▶ _Prompt_
A verbatim copy of every entry is required. Produce it now.
----------
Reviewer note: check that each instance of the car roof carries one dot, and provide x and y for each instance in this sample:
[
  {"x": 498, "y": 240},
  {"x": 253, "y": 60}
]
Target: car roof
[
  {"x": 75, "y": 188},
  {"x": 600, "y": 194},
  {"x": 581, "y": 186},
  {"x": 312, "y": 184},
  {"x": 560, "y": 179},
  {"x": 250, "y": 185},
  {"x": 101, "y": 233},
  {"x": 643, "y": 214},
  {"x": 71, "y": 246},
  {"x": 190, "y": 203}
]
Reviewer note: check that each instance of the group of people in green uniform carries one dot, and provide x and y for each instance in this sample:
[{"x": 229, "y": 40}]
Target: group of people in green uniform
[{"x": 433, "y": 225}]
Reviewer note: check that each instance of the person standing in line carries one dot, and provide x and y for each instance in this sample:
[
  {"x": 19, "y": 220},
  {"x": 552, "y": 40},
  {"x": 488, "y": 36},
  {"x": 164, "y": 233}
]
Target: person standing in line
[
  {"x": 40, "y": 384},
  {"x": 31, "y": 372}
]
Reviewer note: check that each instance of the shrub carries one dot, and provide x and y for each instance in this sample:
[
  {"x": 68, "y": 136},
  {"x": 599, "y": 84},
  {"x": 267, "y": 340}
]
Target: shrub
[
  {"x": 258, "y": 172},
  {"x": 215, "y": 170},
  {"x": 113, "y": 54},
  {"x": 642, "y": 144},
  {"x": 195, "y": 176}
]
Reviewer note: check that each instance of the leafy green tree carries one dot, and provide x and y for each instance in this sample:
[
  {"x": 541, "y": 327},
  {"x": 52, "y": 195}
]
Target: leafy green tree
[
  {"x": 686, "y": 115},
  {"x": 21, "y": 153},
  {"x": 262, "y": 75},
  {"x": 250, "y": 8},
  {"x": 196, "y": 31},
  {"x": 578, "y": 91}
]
----------
▶ _Output_
Reviewer note: check that each instance of the car roof carries one dot, and provide x and y for each instance in this sample:
[
  {"x": 498, "y": 240},
  {"x": 253, "y": 60}
]
Target: car roof
[
  {"x": 75, "y": 188},
  {"x": 600, "y": 194},
  {"x": 581, "y": 186},
  {"x": 312, "y": 184},
  {"x": 560, "y": 179},
  {"x": 250, "y": 185},
  {"x": 101, "y": 233},
  {"x": 643, "y": 214},
  {"x": 71, "y": 246},
  {"x": 190, "y": 203}
]
Reviewer note: check that each instance of the group of people in green uniform carries one dot, and provide x and y for each instance in this sample:
[{"x": 229, "y": 40}]
Target: group of people in green uniform
[{"x": 433, "y": 225}]
Reviewer note: check that each instance of the person standing in line carries one dot, and provide x and y for each instance in this sample:
[
  {"x": 19, "y": 220},
  {"x": 552, "y": 40},
  {"x": 488, "y": 36},
  {"x": 164, "y": 233}
]
Target: person standing in line
[
  {"x": 40, "y": 384},
  {"x": 31, "y": 372}
]
Reviewer note: check that each instance of the shrub carries one dot, and provide x and y for each instance in this sample:
[
  {"x": 68, "y": 136},
  {"x": 599, "y": 84},
  {"x": 267, "y": 340}
]
Target: shrub
[
  {"x": 258, "y": 172},
  {"x": 215, "y": 170},
  {"x": 113, "y": 54},
  {"x": 642, "y": 144},
  {"x": 195, "y": 176}
]
Reviewer note: check that each instance of the leafy green tree carries one dot, and provide x and y for each instance in this sample:
[
  {"x": 541, "y": 327},
  {"x": 52, "y": 195}
]
Target: leafy green tree
[
  {"x": 686, "y": 115},
  {"x": 21, "y": 153},
  {"x": 262, "y": 75},
  {"x": 250, "y": 8},
  {"x": 196, "y": 31},
  {"x": 578, "y": 91}
]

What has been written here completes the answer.